-- Written exercise --
Retype the part of the essay below about Newbery Medal winners from "It's a big task, but" to "for our world.".

-- Document section --
"Perhaps you will learn from this that books are sacred to free men for very good reasons, and that wars have been fought against nations which hate books and burn them."
-Kurt Vonnegut, in a 1973 letter to a school board that burned their copies of Slaughterhouse-Five"I might as well call you Bridge to Terabithia, because you make children cry."
-Zooey Deschanel in New Girl
My mom used to work as a public librarian. On some days after school, I'd go and hang out in the library while I waited for her shift to end, and while I was there, I'd tear through the books, not thematically or chronologically, but geographically in the library itself, shelf by shelf. The Scholastic paperback monthly series, like Animorphs and Goosebumps, were on one shelf, so I could check out six or seven at a time on my way to running the series. The books of funny essays, 817 in the Dewey Decimal system, were on another frequently visited shelf, and I learned about that shelf by reading my dad's Dave Barry books. And then there was one shelf, all the way in the back of the children's department, that I took a special interest in: the shelf where the library kept all of the Newbery Medal winners.
Every year, the American Library Association chooses another book to receive the Newbery Medal for being the "most distinguished contribution to American literature for children published by an American publisher in the United States in English". Winners become bestsellers, the best winners become staples of middle school Language Arts classes, and authors of winners become celebrities in the industry. That shelf at my library had a poster on the side depicting the cover of every single winner, from the first one in 1922 - Hendrik Van Loon's The Story Of Mankind - to the then-most recent winner in 1996 - Karen Cushman's The Midwife's Apprentice. That shelf was my fifth-grade intellectual Everest. I was going to read every single Newbery medalist. I loved books, and those were the best books (I would later learn that they were not all, in fact, the best books) right there on one shelf! They had medals on the cover and everything!
I didn't end up reading all of the Newbery medalists in fifth grade, because while I loved books, I was also lazy and easily distracted, and I probably didn't need to use the past tense just then. My point is this: it's been 100 years since the first Newbery Medal was awarded, and now I'm 34, and I'm going to read all of them, write about them, and email what I write to all of you.
It's a big task, but a doable one. Newbery winners - which are overwhelmingly novels, although there have been a few nonfiction winners - are “middle grade” books, the kind of thing you would read during DEAR time in junior high. In terms of vocabulary and structure, they’re easier books than you’d be assigned in a high school English class, and a step down from what we would call “YA” literature today. Not that these are easy books when it comes to subject matter or theme: Newbery winners can often be grade school readers’ first exposure to stories about Jim Crow, or the Holocaust, or the Dust Bowl, or the Black Death, or a story where a main character dies at the end, or a dystopian future that is a not-so-subtle allegory for our world.

-- Extracted data --

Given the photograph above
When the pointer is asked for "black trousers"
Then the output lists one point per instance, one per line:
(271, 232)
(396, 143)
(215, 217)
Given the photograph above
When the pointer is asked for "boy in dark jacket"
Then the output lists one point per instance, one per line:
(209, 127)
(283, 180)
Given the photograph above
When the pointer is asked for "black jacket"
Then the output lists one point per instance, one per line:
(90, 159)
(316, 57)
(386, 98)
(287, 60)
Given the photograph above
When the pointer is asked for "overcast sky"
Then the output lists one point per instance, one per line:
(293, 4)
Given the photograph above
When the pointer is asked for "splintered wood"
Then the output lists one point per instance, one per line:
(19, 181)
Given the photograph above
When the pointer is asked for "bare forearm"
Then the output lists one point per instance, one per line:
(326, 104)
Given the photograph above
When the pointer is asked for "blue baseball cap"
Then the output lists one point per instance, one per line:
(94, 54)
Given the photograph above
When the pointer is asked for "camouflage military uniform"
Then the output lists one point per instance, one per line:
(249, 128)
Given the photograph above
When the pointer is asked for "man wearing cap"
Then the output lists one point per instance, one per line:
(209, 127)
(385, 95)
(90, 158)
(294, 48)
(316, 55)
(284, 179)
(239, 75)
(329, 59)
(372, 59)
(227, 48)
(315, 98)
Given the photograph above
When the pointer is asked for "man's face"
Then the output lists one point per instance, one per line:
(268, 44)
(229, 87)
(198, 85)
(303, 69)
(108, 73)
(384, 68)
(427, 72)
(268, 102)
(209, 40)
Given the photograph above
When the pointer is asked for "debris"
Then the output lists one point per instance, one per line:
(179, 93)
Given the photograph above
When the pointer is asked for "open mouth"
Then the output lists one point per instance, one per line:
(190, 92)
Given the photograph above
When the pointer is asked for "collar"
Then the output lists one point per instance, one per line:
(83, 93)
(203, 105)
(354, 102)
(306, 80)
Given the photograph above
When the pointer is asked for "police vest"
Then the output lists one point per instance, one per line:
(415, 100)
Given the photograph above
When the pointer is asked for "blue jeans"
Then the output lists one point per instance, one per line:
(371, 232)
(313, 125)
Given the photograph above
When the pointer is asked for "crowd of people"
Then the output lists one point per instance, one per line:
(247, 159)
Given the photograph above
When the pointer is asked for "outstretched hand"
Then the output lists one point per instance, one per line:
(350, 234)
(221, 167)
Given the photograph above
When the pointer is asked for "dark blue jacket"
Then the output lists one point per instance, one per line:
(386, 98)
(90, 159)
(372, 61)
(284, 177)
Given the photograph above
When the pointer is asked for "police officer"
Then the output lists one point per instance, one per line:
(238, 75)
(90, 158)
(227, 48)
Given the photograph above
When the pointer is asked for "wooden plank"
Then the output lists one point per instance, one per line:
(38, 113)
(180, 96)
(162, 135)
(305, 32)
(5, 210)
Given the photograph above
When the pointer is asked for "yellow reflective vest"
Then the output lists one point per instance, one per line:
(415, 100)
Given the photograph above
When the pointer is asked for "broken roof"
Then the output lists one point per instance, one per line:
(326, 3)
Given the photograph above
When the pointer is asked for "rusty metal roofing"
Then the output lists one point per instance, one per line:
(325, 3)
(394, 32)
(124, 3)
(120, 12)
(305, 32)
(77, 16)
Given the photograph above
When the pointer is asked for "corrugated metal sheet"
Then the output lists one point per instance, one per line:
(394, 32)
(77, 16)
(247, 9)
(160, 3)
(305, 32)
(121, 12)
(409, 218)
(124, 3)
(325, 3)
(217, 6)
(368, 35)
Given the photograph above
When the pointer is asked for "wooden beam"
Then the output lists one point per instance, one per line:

-- Finished exercise --
It's a big task, but a doable one. Newbery winners - which are overwhelmingly novels, although there have been a few nonfiction winners - are “middle grade” books, the kind of thing you would read during DEAR time in junior high. In terms of vocabulary and structure, they’re easier books than you’d be assigned in a high school English class, and a step down from what we would call “YA” literature today. Not that these are easy books when it comes to subject matter or theme: Newbery winners can often be grade school readers’ first exposure to stories about Jim Crow, or the Holocaust, or the Dust Bowl, or the Black Death, or a story where a main character dies at the end, or a dystopian future that is a not-so-subtle allegory for our world.